--- TASK OBJECTIVE ---
Select each line in the entries below that contains the word "walrus". Matching is case-sensitive.

--- An excerpt from a dataset ---
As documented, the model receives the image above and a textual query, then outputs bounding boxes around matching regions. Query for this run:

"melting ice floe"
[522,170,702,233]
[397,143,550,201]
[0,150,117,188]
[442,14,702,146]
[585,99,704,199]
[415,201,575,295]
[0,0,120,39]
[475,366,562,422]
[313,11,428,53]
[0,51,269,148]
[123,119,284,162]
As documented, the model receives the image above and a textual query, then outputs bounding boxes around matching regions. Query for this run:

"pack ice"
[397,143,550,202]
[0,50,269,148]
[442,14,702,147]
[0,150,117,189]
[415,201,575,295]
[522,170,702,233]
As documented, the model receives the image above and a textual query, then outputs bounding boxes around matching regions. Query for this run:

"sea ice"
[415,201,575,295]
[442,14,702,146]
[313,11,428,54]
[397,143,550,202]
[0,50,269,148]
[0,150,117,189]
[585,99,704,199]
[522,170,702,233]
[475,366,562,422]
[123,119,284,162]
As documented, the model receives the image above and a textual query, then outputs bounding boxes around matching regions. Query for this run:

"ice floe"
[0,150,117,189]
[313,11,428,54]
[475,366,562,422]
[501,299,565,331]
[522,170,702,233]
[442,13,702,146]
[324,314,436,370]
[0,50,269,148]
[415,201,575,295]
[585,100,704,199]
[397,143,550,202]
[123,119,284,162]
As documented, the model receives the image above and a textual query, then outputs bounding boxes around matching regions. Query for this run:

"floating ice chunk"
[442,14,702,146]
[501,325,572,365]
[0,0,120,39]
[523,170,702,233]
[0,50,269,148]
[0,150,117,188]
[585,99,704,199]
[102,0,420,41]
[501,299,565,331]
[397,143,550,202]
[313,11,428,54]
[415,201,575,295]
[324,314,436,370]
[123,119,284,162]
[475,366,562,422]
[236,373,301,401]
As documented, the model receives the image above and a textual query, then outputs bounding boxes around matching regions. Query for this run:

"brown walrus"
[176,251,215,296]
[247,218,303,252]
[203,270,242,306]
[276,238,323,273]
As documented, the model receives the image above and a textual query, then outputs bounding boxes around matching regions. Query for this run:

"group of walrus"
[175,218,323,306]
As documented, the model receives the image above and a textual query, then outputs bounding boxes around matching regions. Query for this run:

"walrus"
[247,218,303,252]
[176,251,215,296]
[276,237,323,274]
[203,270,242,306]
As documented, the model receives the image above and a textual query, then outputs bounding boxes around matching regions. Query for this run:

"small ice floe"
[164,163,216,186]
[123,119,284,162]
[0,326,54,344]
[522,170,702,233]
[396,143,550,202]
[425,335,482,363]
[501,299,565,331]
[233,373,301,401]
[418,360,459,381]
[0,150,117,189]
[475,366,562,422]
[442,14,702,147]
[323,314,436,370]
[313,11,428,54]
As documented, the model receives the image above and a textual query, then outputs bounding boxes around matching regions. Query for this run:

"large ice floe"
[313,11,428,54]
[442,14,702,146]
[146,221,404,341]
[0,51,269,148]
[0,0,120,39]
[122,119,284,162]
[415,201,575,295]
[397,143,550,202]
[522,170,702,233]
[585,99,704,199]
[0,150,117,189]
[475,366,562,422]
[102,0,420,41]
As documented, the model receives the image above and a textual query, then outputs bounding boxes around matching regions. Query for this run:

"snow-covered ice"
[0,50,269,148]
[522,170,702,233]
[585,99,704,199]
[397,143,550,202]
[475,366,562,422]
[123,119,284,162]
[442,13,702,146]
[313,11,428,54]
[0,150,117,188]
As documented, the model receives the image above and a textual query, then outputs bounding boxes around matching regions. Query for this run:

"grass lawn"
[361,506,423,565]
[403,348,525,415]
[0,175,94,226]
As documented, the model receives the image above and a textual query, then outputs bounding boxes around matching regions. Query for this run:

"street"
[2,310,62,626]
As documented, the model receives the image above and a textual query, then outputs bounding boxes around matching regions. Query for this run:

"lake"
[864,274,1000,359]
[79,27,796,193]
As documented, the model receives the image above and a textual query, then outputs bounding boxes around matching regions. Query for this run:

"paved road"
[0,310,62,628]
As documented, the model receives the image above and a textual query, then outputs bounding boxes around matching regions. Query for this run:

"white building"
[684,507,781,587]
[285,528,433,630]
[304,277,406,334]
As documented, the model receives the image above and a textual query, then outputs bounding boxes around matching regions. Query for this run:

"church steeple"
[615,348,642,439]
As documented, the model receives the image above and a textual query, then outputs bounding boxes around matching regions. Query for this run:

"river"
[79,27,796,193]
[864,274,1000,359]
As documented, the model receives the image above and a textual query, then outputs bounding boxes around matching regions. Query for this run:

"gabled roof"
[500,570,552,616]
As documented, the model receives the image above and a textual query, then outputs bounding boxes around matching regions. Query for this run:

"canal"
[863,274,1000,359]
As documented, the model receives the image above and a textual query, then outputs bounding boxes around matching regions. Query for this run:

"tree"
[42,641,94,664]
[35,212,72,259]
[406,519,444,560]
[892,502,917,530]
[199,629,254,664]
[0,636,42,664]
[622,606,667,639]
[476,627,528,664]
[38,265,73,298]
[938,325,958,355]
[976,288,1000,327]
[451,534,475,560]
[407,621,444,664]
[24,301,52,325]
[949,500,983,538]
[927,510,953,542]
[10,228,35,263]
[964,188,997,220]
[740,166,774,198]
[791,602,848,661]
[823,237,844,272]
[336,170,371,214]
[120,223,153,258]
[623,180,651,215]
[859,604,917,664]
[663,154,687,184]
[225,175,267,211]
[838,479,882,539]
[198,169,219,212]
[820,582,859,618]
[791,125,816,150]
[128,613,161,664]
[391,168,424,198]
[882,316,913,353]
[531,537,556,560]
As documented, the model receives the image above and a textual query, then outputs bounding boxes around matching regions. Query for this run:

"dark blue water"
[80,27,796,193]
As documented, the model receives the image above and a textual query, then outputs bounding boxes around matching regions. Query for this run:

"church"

--- WRITTEN RESPONSE ---
"brown walrus"
"group of walrus"
"walrus"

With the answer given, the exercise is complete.